» SOURCE:
──────

# Relocation Companies



## Macrossian (May 19, 2008)

Hi Everyone,

I will be heading to Dubai from Australia around the end of July. Currently looking for a reliable relocation service provider. 

Found a number of relocation service providers which either I have heard of or the website looks half decent. Pricing information is easy to obtain, but service level and reliabilty would be somewhat harder to gauge until one has actually used a company.

Allied Pickfords 
Wridgways Australia 
Atlas Forwarding 
Boltt International 
DiscountFreight
Jetta Express
Luggage Forward 
LuggageLine™
Pack & Send
Personal Porter™
Professional Freight Services (PFS)
Seven Seas Worldwide
World Baggage
World Freight Australia 
XS Bags & Boxes 

Does anyone have any particular relocation company to recommend from Australia to Dubai, regardless if it's in the list above?

Any advice/input is much appreciated. Many thanks.

──────

» DATA EXCERPTS:
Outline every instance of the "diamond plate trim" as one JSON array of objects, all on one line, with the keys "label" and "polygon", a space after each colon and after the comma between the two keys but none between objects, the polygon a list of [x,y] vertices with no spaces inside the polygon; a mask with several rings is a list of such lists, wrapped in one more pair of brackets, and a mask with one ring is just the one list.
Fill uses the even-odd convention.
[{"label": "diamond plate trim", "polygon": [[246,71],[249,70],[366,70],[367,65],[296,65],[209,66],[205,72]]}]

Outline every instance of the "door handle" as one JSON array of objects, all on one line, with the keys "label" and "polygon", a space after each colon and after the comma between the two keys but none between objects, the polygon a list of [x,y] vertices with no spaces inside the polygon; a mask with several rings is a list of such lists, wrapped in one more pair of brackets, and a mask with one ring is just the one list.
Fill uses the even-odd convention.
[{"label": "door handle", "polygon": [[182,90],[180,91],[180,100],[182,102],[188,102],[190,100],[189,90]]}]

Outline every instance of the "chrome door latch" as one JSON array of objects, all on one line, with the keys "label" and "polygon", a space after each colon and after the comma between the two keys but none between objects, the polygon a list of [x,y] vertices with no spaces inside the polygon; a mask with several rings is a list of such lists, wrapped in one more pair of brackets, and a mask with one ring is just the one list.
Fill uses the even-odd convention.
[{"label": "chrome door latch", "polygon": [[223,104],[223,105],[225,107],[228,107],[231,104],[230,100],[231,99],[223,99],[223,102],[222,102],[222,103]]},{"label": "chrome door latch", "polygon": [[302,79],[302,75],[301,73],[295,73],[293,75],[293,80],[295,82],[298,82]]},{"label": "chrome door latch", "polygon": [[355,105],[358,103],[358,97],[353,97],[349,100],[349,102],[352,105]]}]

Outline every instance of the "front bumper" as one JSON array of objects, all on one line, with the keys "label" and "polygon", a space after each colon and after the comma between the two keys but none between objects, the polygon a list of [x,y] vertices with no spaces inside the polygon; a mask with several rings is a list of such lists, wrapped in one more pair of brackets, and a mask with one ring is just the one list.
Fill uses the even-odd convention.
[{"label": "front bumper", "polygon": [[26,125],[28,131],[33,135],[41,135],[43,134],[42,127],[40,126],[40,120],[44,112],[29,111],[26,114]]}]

──────

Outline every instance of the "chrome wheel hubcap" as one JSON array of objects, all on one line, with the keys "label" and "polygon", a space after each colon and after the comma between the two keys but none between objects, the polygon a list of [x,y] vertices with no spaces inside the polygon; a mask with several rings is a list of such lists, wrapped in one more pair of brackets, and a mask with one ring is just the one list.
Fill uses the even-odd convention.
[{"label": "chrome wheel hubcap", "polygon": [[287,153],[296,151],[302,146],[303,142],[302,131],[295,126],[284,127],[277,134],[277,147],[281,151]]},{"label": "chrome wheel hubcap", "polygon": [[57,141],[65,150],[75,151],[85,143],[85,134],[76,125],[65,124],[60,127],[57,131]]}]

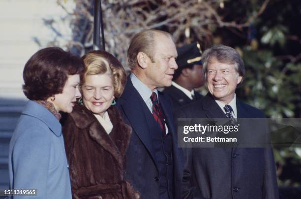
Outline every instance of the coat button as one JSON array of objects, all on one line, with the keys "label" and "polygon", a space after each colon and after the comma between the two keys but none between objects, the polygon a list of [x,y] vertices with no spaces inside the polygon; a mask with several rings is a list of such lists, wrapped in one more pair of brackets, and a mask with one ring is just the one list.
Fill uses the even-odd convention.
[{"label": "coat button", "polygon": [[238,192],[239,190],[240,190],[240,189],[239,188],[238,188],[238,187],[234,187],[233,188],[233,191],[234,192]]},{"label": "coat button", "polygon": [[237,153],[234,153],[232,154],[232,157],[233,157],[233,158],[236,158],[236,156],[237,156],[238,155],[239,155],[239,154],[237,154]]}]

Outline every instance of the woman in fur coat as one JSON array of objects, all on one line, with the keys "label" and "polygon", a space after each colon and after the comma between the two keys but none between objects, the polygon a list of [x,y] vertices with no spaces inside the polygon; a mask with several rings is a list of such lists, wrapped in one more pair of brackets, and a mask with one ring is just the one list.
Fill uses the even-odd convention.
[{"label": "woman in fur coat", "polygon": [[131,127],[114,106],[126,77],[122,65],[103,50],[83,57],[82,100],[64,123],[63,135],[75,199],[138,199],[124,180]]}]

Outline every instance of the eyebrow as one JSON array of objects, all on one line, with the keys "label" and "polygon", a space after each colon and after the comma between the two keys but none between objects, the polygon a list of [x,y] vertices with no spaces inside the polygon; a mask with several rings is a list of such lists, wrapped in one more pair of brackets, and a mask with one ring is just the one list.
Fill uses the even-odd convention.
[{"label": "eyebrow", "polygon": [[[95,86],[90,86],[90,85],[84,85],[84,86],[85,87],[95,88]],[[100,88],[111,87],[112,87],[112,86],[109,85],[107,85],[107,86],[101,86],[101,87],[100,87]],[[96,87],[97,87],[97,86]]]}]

──────

» GOALS:
1 > Transcribe the forum post about relocation companies word for word, from "## Macrossian (May" to "relocation service provider.".
2 > Write the next part of the forum thread on relocation companies for a move from Australia to Dubai, picking up right after its last line.

» TASK RESULTS:
1 >
## Macrossian (May 19, 2008)

Hi Everyone,

I will be heading to Dubai from Australia around the end of July. Currently looking for a reliable relocation service provider.

2 >
----------



## sgilli3 (Mar 23, 2008)

Kent is another one to try.

Places like Jetta are used more for excess luggage .

We have used Jetta before, and they are brilliant.
Both times we moved to Dubai, we didnt ship everything, but used Jetta to bring across extra clothes, photo albums, bikes etc.

If you are planning on bringing it all try companies such as 
Kent, Wridgeways, Crown, Allied Pickfords, Transinternational,

We had quotes from a few of the above, before deciding to to take everything, and they were within a few thousand of each other (once we added insurance)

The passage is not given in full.